--- PASSAGE ---
Kyiv Type Foundry is conserving the architectural heritage of Ukraine by pulling typefaces out from underground

We speak to the foundry’s founders about their recent typographic revival of Kyiv’s original metro signage – a new font family with firm roots in the city’s past and present.

Share

Founded in 2021 by Yevgeniy Anfalov and Oleś Gergun, the Kyiv Type Foundry crafts custom fonts that aren’t only for use in design projects – they provide new perspectives on Cyrillic heritage in typography too. The pair define their practice as a “playground at the intersection of Latin and Cyrillic scripts”, and they share a fascination with reviving and remixing vintage letterforms distinct to Slavic alphabets. You can usually find Yevgeniy and Oleś working on type design projects that honour lengthy research, giving new life to the often overlooked fragments of typography found in the architecture of their surroundings, or hidden in the pages of books they find in flea markets and libraries. Their latest project, Kyiv Metro Fonts, continues this spirit of foraging, finding and looking at things anew, and is deeply interwoven with the history of their shared home.

Built on the results of a week-long student workshop in the summer of 2023, the foundry’s Metro font family is a development in the duo’s typographic research of Kyiv, through which, metro stations became new sites of discovery. Originally built as nuclear bomb shelters in the 1960s, the stations are now being once again used for their initial purpose. For thousands of the city’s inhabitants, following Russia’s invasion of Ukraine in 2022, these underground spaces have become a portion of the city’s architecture that has preserved its memory in landscapes of war – where a rich typographic history also quietly sits.

Yevgeniy and Oleś’ five collaborative lettersets draw inspiration from the city’s original metro fonts – a remaining piece of Kyiv’s past that a group of designers’ were asked to document, analyse and repurpose as material for new and visionary fonts, vessels for their history to live on. The results are a testament to preserving the memory of a place in letter form; a stark resistance to a world of slick, or in their words, “superficial” type trends, and a turn to everything vernacular, slow and local for the making of typography.

Here, the duo discuss the font family’s firm roots in the city’s past and present, the importance of taking a critical and balanced approach to typographic revival, and their resistance to letting go of Ukraine’s history, in all its difficulties, in order to reclaim the country’s soviet scripts.

Above

Kyiv Type Foundry: Kyiv Metro Fonts (Copyright © Kyiv Type Foundry, 2024)

Above

Kyiv Type Foundry: Kyiv Metro Fonts (Copyright © Kyiv Type Foundry, 2024)

Kyiv Type Foundry: Kyiv Metro Fonts video for Typographics Festival (Copyright © Kyiv Type Foundry, 2024)

It’s Nice That (INT):To begin, can you tell us a bit about the foundry and how it started?

Yevgeniy Anfalov (YA): The idea for Kyiv Type Foundry (KTF) began in Germany during a meeting between myself and Oleś Gergun, my creative partner. We bonded over our love for Cyrillic type design heritage, vernacular typography, and our understanding of the design culture in Kyiv, my hometown and Oleś’s adopted home.

Oleś Gergun (OG): We realised that design practices in Ukraine were narcissistic rather than critical.

YA: So we formed KTF to respond to this realisation, seeking a critical approach to local visuality that would pay due respect to the country and our city’s rich history.
--- DATA LINES ---
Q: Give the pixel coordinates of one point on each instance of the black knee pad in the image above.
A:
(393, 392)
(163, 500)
---
◆ **SET PROBLEM 1**
Answer these questions from the Kyiv Type Foundry article:
(a) In what year was the foundry founded?
(b) When and as what were Kyiv's metro stations originally built?
(c) In what country did the idea for the foundry begin?
◆ **SET PROBLEM 2**
Please explain, using the Kyiv Type Foundry article, why Yevgeniy Anfalov and Oleś Gergun formed the foundry.
◆ **SET PROBLEM 3**
Write the next part of the Kyiv Type Foundry interview, continuing from its final line.
The data are separate material from the article on Kyiv Type Foundry.

◆ **FINAL ANSWER 1**
(a) 2021
(b) In the 1960s, as nuclear bomb shelters
(c) Germany

◆ **FINAL ANSWER 2**
They realized that design practices in Ukraine were narcissistic rather than critical. They formed the foundry in response, seeking a critical approach to local visuality that would pay due respect to the rich history of the country and of Kyiv.

◆ **FINAL ANSWER 3**
OG: KTF is a psychological program that treats local design complexes, if you like. A movement to accept ourselves as we are, with all the visual trash and the past we went through. Studying the local context in Ukraine is way more pleasing than scrolling.

YA: We initially started as a platform for Cyrillic fonts. I received intense training in Latin type design at University of Art and Design Lausanne (ECAL) in Switzerland. Expanding my practice and learning to design Cyrillic felt natural, as I’m bilingual and read a lot in Cyrillic. KTF was made to be a playground at the intersection of Latin and Cyrillic scripts. Our ongoing research sparks from the central question: how do they enrich each other?

We do slow type design. Our outcome is based on lengthy research periods, both locally, in our surrounding area, and in the pages of books we find in flea markets and libraries. I often hear complaints from my peers about the need for good Cyrillic fonts, but this is not the case if you look back at uncovered fields, and that’s what we want to explore.

We’re treating the overlooked and overshadowed first. So far, these have come in the form of Soviet legacy fonts, based on typefaces dating back to the simultaneous rise of the USSR and modernist design with the first batch of our releases dealing with a critical evaluation of Soviet typography.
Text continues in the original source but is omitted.